Dobrze, że we Włoszech jest tyle pięknych miejsc do zobaczenia – bo inaczej wszyscy przyjechaliby nad jezioro Como – pomyślałam już pierwszego dnia nad jeziorem. Jest tu wszystko czego do szczęścia potrzeba: pewna dobra pogoda, jezioro, góry, rewelacyjne jedzenie i urocze miasteczka. Do tego jak się postarasz względny spokój i cisza. Jeszcze będąc w samolocie nie wiedziałam czego się spodziewać na miejscu. Wiedząc, że to popularne wśród turystów miejsce liczyłam na chaos i tandetę. Jak się pomyliłam! To co zobaczyłam pozytywnie mnie zaskoczyło! Żadnych wielkich sklepów i ogromnych kurortów, restauracyjnych sieciówek, zamiast tego lokalne sklepy, rodzinne restauracje, małe hotele i apartamenty, pola namiotowe i campingi – 100% włoskości. Ilość turystów też nie była zatrważająca, spodziewałam się raczej gęstości jak na Krupówkach a spotkała nas co najwyżej Gdynia na początku sezonu :).
Jest to pierwsza część relacji z naszych włoskich wakacji – druga część znad jeziora Maggiore, d’Orta i Mergozzo już niebawem.
Dzień 1
Lot z Gdańska do Bergamo trwa zaledwie dwie godziny, tylko tyle potrzebujemy aby przenieść się z nad deszczowego Morza Bałtyckiego nad słoneczne jezioro Como. Rządni kąpieli w jeziorze obraliśmy kierunek prosto na pierwszą rozsądną plaże w Mandello del Lario (1 godzina drogi z lotniska). Jak się szybko okazało 15 sierpnia również we Włoszech jest dniem wolnym od pracy. Pogoda sprzyjała piknikowaniu więc ludzi na plaży było sporo – jednak dla każdego miejsca bez problemu się znalazło. Temperatura wody orzeźwiająca (21 stopni), natomiast powietrza gorąca (29 stopni). W miejscowości nieopodal plaży znajduje się pizzeria i lodziarnia – punkty obowiązkowe! oraz niewielki plac zabaw. Ponieważ podróżowanie z dzieckiem rodzi kompromisy, założyliśmy, że codziennie będziemy pół dnia spędzać nad wodą a drugie pół na zwiedzaniu. Wszystkim takie rozwiązanie pasowało! Więc żeby dotrzymać słowa po plaży udaliśmy się na zwiedzanie do Varenny – miasteczka jak z pocztówek.

**Cel zadania**.
Powtórz słowo w słowo wszystko z relacji znad jeziora Como, od „Dobrze, że we” aż po „początku sezonu :).”.

**Fragment danych**.
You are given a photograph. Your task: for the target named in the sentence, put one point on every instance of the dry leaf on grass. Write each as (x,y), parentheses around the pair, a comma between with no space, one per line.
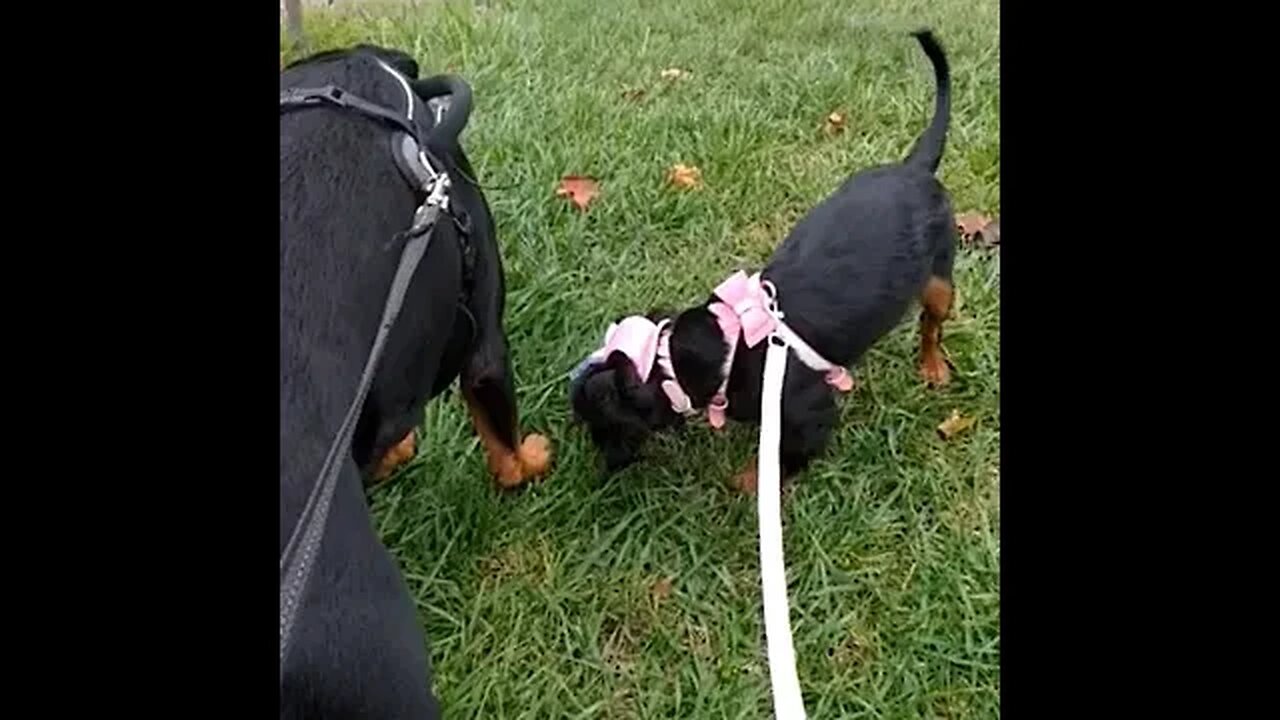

**Odpowiedź pisemna**.
Dobrze, że we Włoszech jest tyle pięknych miejsc do zobaczenia – bo inaczej wszyscy przyjechaliby nad jezioro Como – pomyślałam już pierwszego dnia nad jeziorem. Jest tu wszystko czego do szczęścia potrzeba: pewna dobra pogoda, jezioro, góry, rewelacyjne jedzenie i urocze miasteczka. Do tego jak się postarasz względny spokój i cisza. Jeszcze będąc w samolocie nie wiedziałam czego się spodziewać na miejscu. Wiedząc, że to popularne wśród turystów miejsce liczyłam na chaos i tandetę. Jak się pomyliłam! To co zobaczyłam pozytywnie mnie zaskoczyło! Żadnych wielkich sklepów i ogromnych kurortów, restauracyjnych sieciówek, zamiast tego lokalne sklepy, rodzinne restauracje, małe hotele i apartamenty, pola namiotowe i campingi – 100% włoskości. Ilość turystów też nie była zatrważająca, spodziewałam się raczej gęstości jak na Krupówkach a spotkała nas co najwyżej Gdynia na początku sezonu :).